# Task goal
Which lines of the records below contain the word "tree"? Collect and copy each one, treating case as significant.

# Data for this exercise
(begin)

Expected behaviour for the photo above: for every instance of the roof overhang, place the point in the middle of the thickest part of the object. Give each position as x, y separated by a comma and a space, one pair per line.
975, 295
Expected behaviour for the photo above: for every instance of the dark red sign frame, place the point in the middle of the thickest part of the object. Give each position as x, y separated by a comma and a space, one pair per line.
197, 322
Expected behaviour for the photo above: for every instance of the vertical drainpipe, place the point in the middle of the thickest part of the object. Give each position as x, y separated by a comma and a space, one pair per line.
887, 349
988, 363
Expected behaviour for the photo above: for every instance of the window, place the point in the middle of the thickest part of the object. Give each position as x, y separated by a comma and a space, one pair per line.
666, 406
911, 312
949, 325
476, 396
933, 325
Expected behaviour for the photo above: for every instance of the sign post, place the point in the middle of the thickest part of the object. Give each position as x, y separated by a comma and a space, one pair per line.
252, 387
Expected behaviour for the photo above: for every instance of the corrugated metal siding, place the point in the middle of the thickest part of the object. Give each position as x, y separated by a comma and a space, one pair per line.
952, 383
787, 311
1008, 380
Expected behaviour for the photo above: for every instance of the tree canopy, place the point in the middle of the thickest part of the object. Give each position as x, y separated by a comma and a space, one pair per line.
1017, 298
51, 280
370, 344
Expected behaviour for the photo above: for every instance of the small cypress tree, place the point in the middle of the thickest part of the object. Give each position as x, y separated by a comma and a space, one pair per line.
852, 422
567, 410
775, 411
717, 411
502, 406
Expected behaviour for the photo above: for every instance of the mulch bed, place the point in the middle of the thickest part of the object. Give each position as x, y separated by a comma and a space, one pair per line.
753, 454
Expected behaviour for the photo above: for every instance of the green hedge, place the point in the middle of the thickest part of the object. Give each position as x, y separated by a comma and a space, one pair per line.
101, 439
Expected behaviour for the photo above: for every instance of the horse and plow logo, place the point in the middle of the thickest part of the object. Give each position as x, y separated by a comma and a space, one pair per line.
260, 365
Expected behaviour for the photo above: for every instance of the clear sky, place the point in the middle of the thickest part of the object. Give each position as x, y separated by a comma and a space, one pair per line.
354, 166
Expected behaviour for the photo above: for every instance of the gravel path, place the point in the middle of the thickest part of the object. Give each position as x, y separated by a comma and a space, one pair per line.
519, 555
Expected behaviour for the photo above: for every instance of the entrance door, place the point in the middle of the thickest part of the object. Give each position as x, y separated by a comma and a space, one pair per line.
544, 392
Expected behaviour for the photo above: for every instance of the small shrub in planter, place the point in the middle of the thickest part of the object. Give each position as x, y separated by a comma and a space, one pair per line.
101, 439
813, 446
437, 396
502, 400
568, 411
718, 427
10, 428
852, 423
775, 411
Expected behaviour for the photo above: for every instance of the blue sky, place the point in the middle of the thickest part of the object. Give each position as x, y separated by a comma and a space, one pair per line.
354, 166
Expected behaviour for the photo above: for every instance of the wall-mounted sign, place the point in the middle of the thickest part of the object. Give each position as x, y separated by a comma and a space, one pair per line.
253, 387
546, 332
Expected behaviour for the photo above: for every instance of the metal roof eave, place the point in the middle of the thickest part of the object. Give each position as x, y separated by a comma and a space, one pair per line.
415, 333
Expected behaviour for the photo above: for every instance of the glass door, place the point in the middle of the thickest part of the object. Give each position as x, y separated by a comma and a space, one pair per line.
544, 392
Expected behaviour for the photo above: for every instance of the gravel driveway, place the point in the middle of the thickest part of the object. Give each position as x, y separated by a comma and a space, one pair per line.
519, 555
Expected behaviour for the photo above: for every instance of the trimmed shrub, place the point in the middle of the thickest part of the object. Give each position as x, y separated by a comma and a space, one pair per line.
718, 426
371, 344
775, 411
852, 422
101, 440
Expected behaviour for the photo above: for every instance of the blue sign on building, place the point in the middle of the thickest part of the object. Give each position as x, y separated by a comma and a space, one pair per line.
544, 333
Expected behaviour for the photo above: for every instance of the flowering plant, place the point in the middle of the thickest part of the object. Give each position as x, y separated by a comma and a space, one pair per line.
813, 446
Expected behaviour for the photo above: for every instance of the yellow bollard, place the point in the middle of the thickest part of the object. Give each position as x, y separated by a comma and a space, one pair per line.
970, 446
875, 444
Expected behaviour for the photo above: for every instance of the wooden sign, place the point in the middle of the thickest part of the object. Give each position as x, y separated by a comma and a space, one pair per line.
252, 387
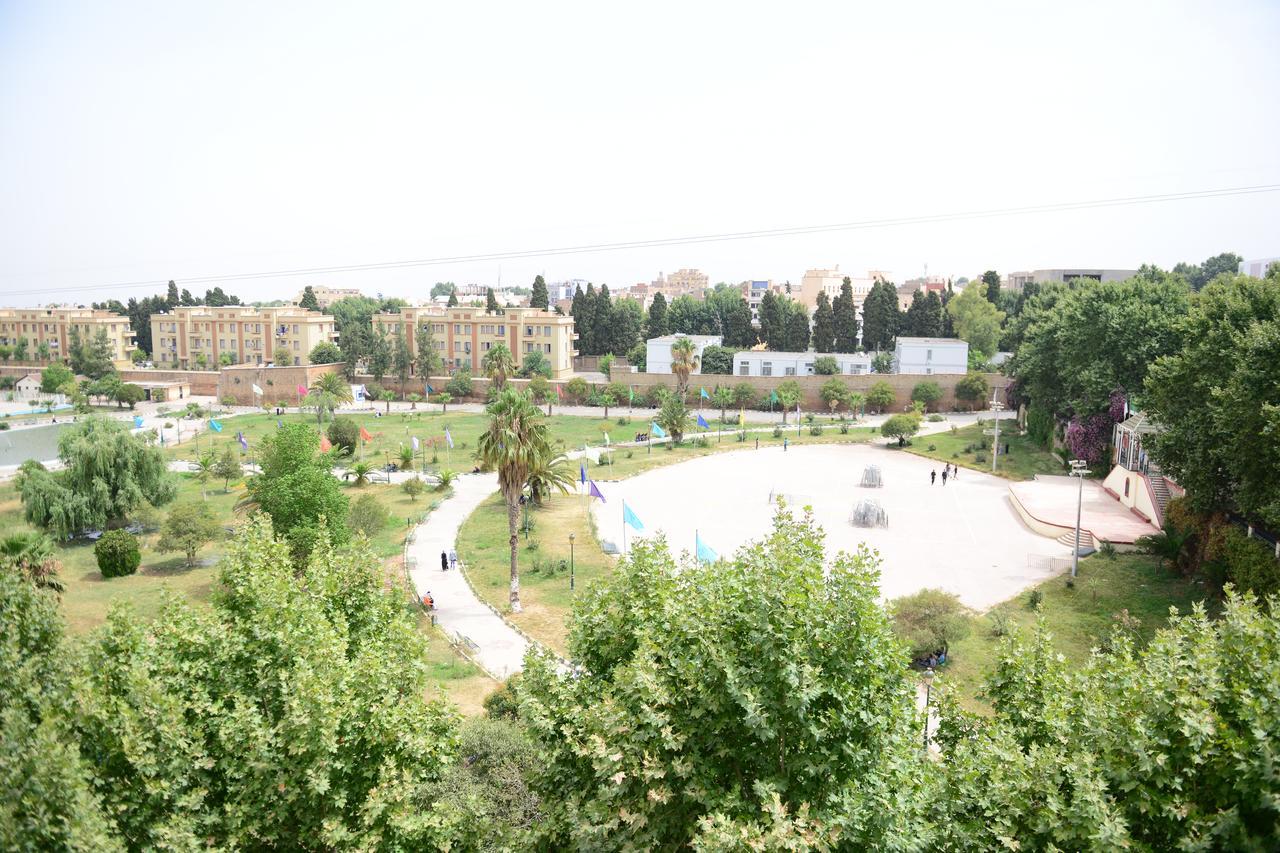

(end)

# Task solution
Expected behaviour for the photo above: for every instance of the tree canopy, place the point in the middle of the thickest part of the object. Give each position as x, y separated by a comma and a space, one pair per line.
Expected behaviour for the photo above: for every instance of the small cypress tree, place the point in the middle of the thickest part of the object. Give each position as x, y separated by a comma and a space, one pair per line.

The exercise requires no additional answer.